** BEGIN INPUT RECORDS **
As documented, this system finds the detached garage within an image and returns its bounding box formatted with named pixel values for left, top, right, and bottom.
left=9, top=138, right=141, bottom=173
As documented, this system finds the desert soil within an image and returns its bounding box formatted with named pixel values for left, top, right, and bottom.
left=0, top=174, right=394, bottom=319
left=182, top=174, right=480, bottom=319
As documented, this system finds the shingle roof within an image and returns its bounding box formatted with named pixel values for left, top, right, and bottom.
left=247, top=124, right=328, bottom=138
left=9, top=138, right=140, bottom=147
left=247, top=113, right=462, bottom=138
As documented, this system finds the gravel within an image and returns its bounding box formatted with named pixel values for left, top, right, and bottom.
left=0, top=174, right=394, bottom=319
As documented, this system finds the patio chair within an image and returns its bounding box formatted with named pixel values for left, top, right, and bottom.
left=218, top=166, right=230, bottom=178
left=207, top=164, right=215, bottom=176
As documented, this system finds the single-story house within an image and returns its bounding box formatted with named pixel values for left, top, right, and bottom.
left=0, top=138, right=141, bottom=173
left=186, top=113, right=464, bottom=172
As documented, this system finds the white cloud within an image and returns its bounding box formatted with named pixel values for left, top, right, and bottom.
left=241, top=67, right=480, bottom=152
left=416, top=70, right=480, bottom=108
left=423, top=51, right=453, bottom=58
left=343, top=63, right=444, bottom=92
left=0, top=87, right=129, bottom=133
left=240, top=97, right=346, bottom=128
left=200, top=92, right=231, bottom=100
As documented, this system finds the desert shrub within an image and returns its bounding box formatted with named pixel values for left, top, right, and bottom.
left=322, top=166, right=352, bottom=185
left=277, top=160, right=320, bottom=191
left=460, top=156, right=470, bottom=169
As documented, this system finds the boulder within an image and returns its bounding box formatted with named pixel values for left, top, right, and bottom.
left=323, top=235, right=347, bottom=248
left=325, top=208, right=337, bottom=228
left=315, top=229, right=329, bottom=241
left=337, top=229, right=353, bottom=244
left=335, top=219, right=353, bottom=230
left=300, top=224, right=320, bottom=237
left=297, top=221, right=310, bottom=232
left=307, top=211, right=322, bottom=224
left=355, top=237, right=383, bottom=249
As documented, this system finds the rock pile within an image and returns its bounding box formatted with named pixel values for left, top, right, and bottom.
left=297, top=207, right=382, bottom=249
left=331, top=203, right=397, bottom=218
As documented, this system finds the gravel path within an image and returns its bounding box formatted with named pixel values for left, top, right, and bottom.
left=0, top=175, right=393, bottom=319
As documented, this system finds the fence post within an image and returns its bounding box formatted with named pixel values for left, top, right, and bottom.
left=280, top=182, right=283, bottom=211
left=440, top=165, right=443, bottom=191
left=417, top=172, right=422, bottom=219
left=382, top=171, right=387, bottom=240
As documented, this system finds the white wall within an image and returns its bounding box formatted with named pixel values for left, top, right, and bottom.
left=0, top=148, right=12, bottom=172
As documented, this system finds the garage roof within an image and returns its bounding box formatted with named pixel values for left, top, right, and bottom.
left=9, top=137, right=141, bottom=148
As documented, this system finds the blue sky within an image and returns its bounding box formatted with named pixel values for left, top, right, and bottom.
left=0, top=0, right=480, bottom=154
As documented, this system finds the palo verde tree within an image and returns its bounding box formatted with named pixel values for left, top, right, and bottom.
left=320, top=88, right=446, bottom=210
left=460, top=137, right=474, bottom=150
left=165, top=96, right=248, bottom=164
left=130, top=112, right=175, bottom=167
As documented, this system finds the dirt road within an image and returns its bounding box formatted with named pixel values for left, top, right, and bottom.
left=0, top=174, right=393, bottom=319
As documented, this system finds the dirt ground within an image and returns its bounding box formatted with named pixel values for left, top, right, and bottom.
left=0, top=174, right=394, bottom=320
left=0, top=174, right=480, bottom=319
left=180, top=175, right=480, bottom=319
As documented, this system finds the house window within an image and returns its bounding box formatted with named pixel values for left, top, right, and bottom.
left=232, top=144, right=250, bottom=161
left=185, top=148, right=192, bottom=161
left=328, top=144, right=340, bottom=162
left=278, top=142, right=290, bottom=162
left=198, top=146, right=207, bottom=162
** END INPUT RECORDS **
[AIM]:
Copy all of the data above word for word, keeping every line as it is.

[RESPONSE TO THE EXERCISE]:
As documented, this system finds the detached garage within an image and returns its bounding box formatted with named pixel values for left, top, right, and bottom.
left=9, top=138, right=141, bottom=173
As documented, this system finds the desert soil within an image and returns its bounding box formatted with named pixel values for left, top, right, and bottom.
left=0, top=174, right=394, bottom=319
left=182, top=174, right=480, bottom=319
As documented, this system finds the shingle roof within an image and returns its bounding box formatted with named pixel values for left, top, right, and bottom.
left=247, top=124, right=328, bottom=138
left=9, top=138, right=140, bottom=147
left=247, top=113, right=462, bottom=138
As documented, this system finds the gravel within an image and returns its bounding box formatted with named pixel values for left, top, right, and bottom.
left=0, top=174, right=394, bottom=319
As documented, this system finds the patio chair within an image and returns its bounding box formatted with named pixel values for left, top, right, and bottom.
left=218, top=166, right=230, bottom=178
left=207, top=164, right=215, bottom=176
As documented, this system finds the single-story house within an image and returns its bounding box formatted with named pixel values for left, top, right, and bottom.
left=0, top=138, right=141, bottom=173
left=186, top=113, right=464, bottom=172
As documented, this system finds the white cloud within an image and returns its bounding box formatted with named pixel values for left, top, right, and bottom.
left=241, top=67, right=480, bottom=152
left=416, top=70, right=480, bottom=108
left=423, top=51, right=453, bottom=58
left=343, top=63, right=444, bottom=92
left=0, top=87, right=129, bottom=133
left=240, top=97, right=346, bottom=128
left=200, top=92, right=231, bottom=100
As documented, this system finds the desert shrub within an image and returns its bounding box formatted with named pixel values for left, top, right, and bottom.
left=322, top=166, right=352, bottom=185
left=277, top=160, right=320, bottom=191
left=460, top=156, right=470, bottom=169
As documented, this system finds the boulder within an image and returns its bounding box formatted with named pixel values for left, top, right, and bottom.
left=323, top=235, right=347, bottom=248
left=325, top=208, right=337, bottom=228
left=315, top=229, right=329, bottom=241
left=337, top=229, right=353, bottom=244
left=335, top=219, right=353, bottom=230
left=300, top=224, right=320, bottom=237
left=297, top=221, right=310, bottom=232
left=307, top=211, right=322, bottom=224
left=355, top=237, right=383, bottom=249
As documented, this system finds the rock pile within an image and returns its bounding box formatted with named pixel values for left, top, right, and bottom.
left=297, top=207, right=382, bottom=249
left=331, top=203, right=397, bottom=218
As documented, this system finds the gravel path within an image and returns its bounding box formatted with named pixel values for left, top, right, and bottom.
left=0, top=175, right=393, bottom=319
As documented, this system finds the fence post within an image and returns its bounding box formatted with named pixel values for left, top, right, and bottom.
left=280, top=182, right=283, bottom=211
left=440, top=165, right=443, bottom=191
left=417, top=172, right=422, bottom=219
left=382, top=171, right=387, bottom=240
As documented, this system finds the white wall within an image and returns its bounding box formatted with named pixel values for left, top, right, and bottom.
left=0, top=148, right=12, bottom=172
As documented, this system finds the garage roof within an image and returns its bounding box formatted with named pixel values for left, top, right, and bottom.
left=9, top=137, right=141, bottom=148
As documented, this system finds the blue sky within an image and returns its bounding box formatted with named pixel values for left, top, right, and bottom.
left=0, top=0, right=480, bottom=154
As documented, this system finds the palo verde tree within an image and returns its bounding box formatted with named pixel values for left, top, right, and bottom.
left=320, top=88, right=446, bottom=210
left=460, top=137, right=474, bottom=150
left=165, top=96, right=248, bottom=164
left=130, top=112, right=175, bottom=167
As documented, this system finds the dirt road within an image and returns its bounding box formatted with named pixel values for left, top, right, and bottom.
left=0, top=174, right=393, bottom=319
As documented, this system finds the dirt ground within an image and returns its bounding box formatted with named pixel values for left, top, right, and bottom.
left=0, top=174, right=394, bottom=320
left=0, top=174, right=480, bottom=319
left=180, top=175, right=480, bottom=319
As documented, this system finds the house window within an image and returns its bounding box formatted with named pixel values for left, top, right, and bottom.
left=232, top=144, right=250, bottom=161
left=185, top=148, right=192, bottom=161
left=328, top=144, right=340, bottom=162
left=278, top=142, right=290, bottom=162
left=198, top=146, right=207, bottom=162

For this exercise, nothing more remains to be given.